=== RECORDS FOR THIS EXERCISE ===
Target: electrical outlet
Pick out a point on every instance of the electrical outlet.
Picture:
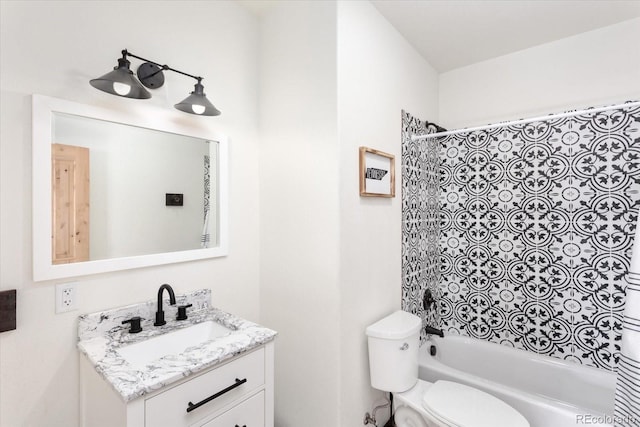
(66, 297)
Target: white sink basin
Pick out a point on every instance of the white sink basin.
(142, 353)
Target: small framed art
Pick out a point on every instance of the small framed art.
(377, 173)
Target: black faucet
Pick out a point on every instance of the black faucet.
(430, 330)
(172, 300)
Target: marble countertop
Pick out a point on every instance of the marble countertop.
(101, 334)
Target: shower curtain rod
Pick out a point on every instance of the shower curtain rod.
(530, 120)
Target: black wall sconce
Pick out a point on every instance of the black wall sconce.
(122, 82)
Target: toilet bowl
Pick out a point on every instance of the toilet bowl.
(393, 366)
(450, 404)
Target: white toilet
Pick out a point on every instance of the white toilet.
(393, 358)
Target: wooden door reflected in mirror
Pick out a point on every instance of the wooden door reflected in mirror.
(70, 203)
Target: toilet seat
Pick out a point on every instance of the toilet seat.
(406, 416)
(463, 406)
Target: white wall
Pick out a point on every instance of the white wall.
(333, 78)
(379, 74)
(299, 208)
(54, 48)
(596, 68)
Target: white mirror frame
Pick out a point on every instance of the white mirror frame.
(43, 109)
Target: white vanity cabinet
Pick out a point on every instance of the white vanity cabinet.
(238, 392)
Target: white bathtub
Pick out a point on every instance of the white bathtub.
(547, 391)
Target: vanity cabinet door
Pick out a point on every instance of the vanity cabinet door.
(249, 413)
(211, 392)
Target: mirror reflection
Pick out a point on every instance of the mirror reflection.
(120, 190)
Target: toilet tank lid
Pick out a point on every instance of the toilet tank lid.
(397, 325)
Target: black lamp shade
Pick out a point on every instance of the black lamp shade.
(121, 82)
(197, 103)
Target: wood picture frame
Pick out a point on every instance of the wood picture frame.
(377, 173)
===
[WHAT IS ASKED] Write out every line of the records above word for word, but leave out the pictures.

[SOLUTION TO THE EXERCISE]
Target: electrical outlet
Pick out a point on every instance of the electrical outlet.
Picture:
(66, 297)
Target: white sink basin
Pick out a point on every instance of the white sink basin.
(142, 353)
Target: small framed art
Pick out a point on every instance of the small framed art.
(377, 173)
Target: black faucet
Pick out a point on every instance of the black faucet.
(430, 330)
(172, 300)
Target: marble countertop
Pick out a point on every instance of the marble countertop.
(101, 334)
Target: shower curtain rod
Pick out a point on every instance of the shower curtain rod.
(530, 120)
Target: black wall sconce
Pick out a point on every instance of the black wall sconce.
(122, 82)
Target: toilet bowl
Pick out a point on every instance of the toilet bowl.
(393, 366)
(450, 404)
Target: white toilet
Pick out a point on every instance of the white toilet.
(393, 358)
Target: wooden door reflected in mirror
Pick out a point on every instance of the wooden door reflected in mirror.
(70, 203)
Target: toilet seat
Pick out a point on every instance of the toilet seat.
(406, 416)
(463, 406)
Target: white wall
Pick out a point on every instance of the white wall.
(333, 78)
(379, 74)
(299, 208)
(54, 48)
(596, 68)
Target: white mirror frame
Pick out a point on every instance of the white mirror frame.
(43, 109)
Target: white vanity cabinet
Pick out a point on every instance of the white vanity cabinet.
(238, 392)
Target: white bathtub
Pick out a point on every instance of the white bathtub.
(547, 391)
Target: vanity cabinet door
Pick out a point on every instance of the vanity cabinet door.
(249, 413)
(211, 392)
Target: mirror reflection
Pick out a point on every instance of the mirror reflection.
(120, 190)
Target: toilet tank lid
Pick out a point on every instance of the toilet tank lid.
(397, 325)
Target: black lamp shade
Pick out a point on every instance of the black lamp shade.
(121, 82)
(197, 103)
Target: wood picture frame
Pick out a point on every instance of the wood picture frame.
(377, 173)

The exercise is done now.